• [What the task requires]:
Search the records for lines that contain the word "flowering". Copy them all.

• • • •

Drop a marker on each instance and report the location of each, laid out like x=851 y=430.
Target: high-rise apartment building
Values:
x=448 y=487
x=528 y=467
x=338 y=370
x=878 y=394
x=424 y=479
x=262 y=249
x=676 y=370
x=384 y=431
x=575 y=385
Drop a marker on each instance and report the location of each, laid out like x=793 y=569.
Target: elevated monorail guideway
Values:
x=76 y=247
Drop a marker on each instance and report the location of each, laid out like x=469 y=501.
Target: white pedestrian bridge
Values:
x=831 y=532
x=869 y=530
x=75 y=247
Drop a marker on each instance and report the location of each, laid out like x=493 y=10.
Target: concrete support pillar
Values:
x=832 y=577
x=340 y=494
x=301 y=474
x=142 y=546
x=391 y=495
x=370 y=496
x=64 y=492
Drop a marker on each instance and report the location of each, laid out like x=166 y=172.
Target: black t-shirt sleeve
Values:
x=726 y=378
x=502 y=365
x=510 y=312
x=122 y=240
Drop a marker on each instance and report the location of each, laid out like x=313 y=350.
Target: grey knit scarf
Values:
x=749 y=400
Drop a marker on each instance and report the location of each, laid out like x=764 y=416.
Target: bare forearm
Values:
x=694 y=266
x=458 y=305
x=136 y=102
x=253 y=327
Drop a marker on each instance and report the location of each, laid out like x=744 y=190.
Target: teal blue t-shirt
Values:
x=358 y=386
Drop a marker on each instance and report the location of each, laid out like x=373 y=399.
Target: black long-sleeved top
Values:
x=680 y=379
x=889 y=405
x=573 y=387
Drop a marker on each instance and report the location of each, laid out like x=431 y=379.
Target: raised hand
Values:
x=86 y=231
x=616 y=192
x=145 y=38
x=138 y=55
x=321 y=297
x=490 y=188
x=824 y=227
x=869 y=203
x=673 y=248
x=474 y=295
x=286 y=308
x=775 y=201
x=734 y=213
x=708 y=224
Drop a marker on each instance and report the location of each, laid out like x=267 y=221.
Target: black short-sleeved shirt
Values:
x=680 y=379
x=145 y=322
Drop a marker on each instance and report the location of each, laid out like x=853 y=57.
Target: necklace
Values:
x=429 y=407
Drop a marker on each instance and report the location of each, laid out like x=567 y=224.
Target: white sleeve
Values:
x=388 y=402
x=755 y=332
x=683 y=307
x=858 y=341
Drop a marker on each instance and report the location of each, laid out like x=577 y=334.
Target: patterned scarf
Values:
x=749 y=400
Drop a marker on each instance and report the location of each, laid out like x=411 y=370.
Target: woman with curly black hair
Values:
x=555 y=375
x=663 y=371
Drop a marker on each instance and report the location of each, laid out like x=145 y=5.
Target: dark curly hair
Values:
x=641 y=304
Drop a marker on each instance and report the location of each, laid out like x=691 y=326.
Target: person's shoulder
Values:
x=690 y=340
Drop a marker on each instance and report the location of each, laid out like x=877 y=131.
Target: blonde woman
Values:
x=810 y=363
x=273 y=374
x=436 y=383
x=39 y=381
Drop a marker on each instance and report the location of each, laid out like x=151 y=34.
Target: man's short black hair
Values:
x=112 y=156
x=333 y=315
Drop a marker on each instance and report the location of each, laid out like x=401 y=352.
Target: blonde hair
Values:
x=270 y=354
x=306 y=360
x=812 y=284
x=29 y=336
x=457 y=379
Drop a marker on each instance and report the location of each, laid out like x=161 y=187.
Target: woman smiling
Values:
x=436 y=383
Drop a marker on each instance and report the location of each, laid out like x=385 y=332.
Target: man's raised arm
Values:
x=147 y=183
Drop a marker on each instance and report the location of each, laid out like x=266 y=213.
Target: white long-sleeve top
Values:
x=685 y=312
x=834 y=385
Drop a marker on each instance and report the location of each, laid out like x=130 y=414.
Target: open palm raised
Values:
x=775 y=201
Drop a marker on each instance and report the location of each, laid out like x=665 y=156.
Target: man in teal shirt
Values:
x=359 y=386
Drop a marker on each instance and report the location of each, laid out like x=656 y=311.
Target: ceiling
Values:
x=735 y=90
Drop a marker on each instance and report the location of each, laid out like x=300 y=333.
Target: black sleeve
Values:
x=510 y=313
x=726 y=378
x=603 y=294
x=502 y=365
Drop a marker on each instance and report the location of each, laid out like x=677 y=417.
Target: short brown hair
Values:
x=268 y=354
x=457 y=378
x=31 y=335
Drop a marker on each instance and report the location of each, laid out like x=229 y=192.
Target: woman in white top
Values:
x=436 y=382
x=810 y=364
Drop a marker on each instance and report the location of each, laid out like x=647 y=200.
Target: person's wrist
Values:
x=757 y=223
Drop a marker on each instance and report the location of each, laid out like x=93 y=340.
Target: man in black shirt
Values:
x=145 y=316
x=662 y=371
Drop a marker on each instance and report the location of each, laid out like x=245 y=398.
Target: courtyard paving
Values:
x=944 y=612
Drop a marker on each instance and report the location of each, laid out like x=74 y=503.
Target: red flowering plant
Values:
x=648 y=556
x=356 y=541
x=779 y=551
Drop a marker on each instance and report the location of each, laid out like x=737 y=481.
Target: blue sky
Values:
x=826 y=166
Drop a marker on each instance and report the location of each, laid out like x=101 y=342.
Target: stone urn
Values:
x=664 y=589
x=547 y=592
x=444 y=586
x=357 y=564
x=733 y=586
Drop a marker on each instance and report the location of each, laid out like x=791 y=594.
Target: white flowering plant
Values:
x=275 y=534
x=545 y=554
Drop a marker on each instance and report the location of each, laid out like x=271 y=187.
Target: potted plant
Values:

• • • •

• [Task solution]:
Target: red flowering plant
Target: white flowering plant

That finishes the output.